- Your task -
Report every line of the material below that contains the string "smoke", copying each line in full. Matching is case-sensitive.

* BEGIN Recorded data *

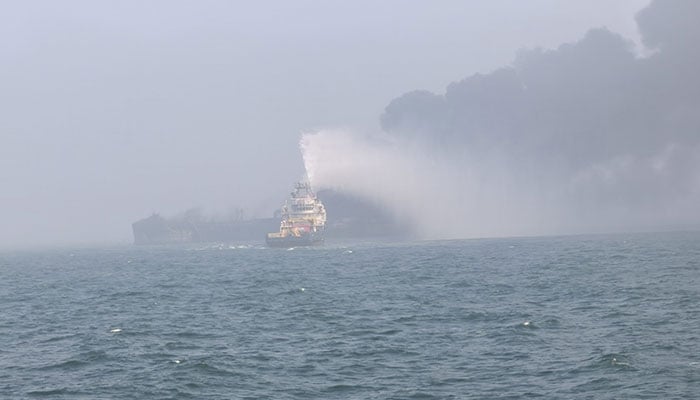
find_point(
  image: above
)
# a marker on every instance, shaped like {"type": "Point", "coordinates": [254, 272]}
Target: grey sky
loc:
{"type": "Point", "coordinates": [114, 109]}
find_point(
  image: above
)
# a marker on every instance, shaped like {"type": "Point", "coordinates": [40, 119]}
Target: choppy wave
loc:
{"type": "Point", "coordinates": [601, 317]}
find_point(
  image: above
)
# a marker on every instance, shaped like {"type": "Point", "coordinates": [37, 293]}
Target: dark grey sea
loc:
{"type": "Point", "coordinates": [580, 317]}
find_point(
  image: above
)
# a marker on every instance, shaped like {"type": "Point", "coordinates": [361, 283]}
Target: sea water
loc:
{"type": "Point", "coordinates": [591, 317]}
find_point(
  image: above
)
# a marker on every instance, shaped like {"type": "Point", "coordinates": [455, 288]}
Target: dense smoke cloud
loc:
{"type": "Point", "coordinates": [586, 137]}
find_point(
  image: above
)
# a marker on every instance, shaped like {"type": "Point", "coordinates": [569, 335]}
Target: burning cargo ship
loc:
{"type": "Point", "coordinates": [303, 220]}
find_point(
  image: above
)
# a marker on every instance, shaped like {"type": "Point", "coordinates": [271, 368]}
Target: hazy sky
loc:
{"type": "Point", "coordinates": [114, 109]}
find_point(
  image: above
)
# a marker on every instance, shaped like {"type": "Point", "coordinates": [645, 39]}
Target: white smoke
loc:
{"type": "Point", "coordinates": [439, 197]}
{"type": "Point", "coordinates": [447, 194]}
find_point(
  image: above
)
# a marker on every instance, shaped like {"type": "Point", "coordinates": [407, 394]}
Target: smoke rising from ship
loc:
{"type": "Point", "coordinates": [586, 137]}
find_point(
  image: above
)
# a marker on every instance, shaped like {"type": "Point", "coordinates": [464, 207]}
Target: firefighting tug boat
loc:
{"type": "Point", "coordinates": [303, 220]}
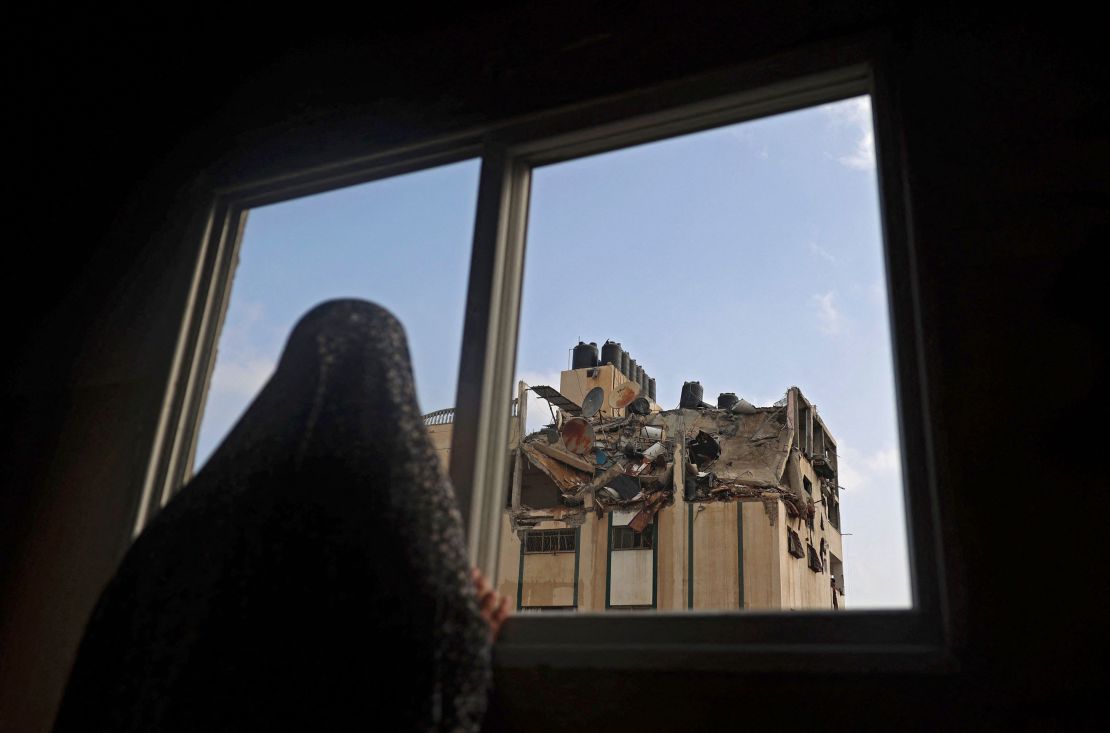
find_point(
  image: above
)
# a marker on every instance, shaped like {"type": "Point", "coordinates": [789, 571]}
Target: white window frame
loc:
{"type": "Point", "coordinates": [709, 641]}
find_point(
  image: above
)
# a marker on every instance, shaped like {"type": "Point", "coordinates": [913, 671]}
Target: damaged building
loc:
{"type": "Point", "coordinates": [618, 503]}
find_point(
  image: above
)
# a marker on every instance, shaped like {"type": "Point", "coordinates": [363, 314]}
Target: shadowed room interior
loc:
{"type": "Point", "coordinates": [1002, 134]}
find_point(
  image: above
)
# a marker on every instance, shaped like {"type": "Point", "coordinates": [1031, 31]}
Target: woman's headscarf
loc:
{"type": "Point", "coordinates": [313, 575]}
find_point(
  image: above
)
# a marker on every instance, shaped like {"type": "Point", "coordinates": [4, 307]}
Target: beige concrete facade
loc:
{"type": "Point", "coordinates": [705, 553]}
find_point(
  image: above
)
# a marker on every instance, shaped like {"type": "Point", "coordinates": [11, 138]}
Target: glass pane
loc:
{"type": "Point", "coordinates": [402, 242]}
{"type": "Point", "coordinates": [706, 354]}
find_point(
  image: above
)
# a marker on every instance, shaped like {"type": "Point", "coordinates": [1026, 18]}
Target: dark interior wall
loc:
{"type": "Point", "coordinates": [1003, 124]}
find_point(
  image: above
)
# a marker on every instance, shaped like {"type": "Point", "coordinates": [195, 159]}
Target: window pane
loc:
{"type": "Point", "coordinates": [733, 282]}
{"type": "Point", "coordinates": [402, 242]}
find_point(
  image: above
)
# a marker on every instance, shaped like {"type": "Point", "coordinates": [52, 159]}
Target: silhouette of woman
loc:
{"type": "Point", "coordinates": [313, 575]}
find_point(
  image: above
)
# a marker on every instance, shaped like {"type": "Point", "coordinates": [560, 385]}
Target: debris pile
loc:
{"type": "Point", "coordinates": [639, 461]}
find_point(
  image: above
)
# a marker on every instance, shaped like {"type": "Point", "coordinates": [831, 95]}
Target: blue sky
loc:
{"type": "Point", "coordinates": [748, 258]}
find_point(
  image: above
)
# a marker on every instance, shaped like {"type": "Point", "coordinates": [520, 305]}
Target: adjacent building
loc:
{"type": "Point", "coordinates": [622, 504]}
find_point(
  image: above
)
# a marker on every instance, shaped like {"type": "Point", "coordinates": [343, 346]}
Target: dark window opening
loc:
{"type": "Point", "coordinates": [815, 560]}
{"type": "Point", "coordinates": [625, 538]}
{"type": "Point", "coordinates": [794, 543]}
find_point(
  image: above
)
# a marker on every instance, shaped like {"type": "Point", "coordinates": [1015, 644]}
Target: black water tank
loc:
{"type": "Point", "coordinates": [692, 395]}
{"type": "Point", "coordinates": [611, 353]}
{"type": "Point", "coordinates": [585, 355]}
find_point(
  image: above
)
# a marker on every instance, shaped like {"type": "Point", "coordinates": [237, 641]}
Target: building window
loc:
{"type": "Point", "coordinates": [548, 541]}
{"type": "Point", "coordinates": [511, 157]}
{"type": "Point", "coordinates": [794, 543]}
{"type": "Point", "coordinates": [815, 560]}
{"type": "Point", "coordinates": [625, 538]}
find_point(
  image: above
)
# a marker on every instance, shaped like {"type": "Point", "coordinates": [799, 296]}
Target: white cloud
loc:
{"type": "Point", "coordinates": [828, 315]}
{"type": "Point", "coordinates": [821, 252]}
{"type": "Point", "coordinates": [242, 379]}
{"type": "Point", "coordinates": [856, 116]}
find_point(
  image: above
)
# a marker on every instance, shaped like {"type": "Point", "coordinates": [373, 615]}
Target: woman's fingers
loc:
{"type": "Point", "coordinates": [493, 605]}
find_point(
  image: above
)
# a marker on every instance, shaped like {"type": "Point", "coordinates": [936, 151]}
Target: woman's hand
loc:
{"type": "Point", "coordinates": [493, 604]}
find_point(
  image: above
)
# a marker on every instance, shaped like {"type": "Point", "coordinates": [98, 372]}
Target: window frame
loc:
{"type": "Point", "coordinates": [912, 639]}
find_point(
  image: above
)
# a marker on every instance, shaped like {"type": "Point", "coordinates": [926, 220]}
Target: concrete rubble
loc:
{"type": "Point", "coordinates": [643, 462]}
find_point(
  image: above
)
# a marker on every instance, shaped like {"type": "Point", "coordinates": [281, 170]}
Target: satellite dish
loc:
{"type": "Point", "coordinates": [593, 402]}
{"type": "Point", "coordinates": [577, 435]}
{"type": "Point", "coordinates": [624, 394]}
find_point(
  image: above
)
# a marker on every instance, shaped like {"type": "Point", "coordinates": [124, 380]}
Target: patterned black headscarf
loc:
{"type": "Point", "coordinates": [313, 575]}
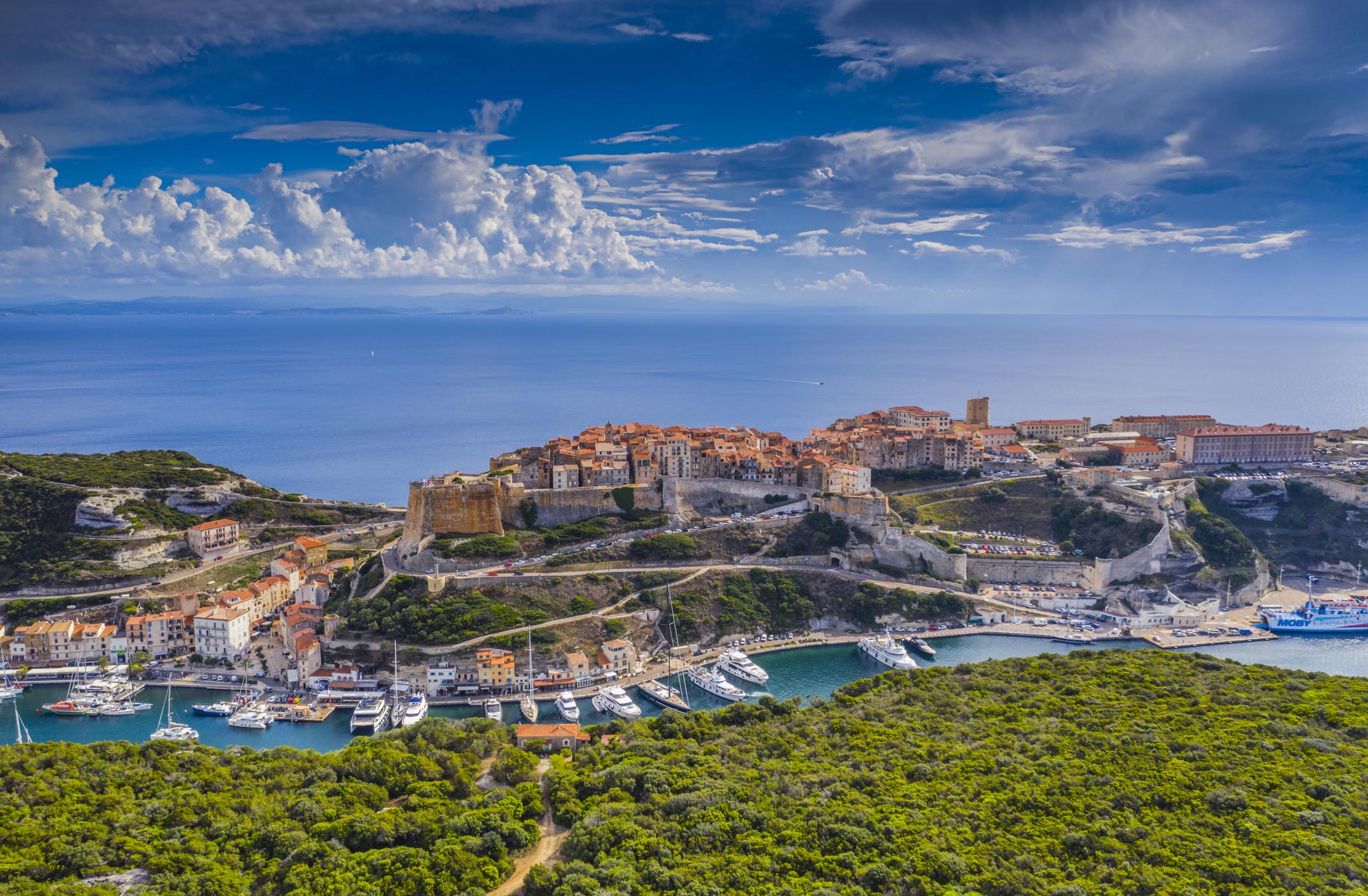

* END Recorded data *

- Exercise result -
Target: dense smoke cloud
Target: white smoke
Target: smoke rising from ship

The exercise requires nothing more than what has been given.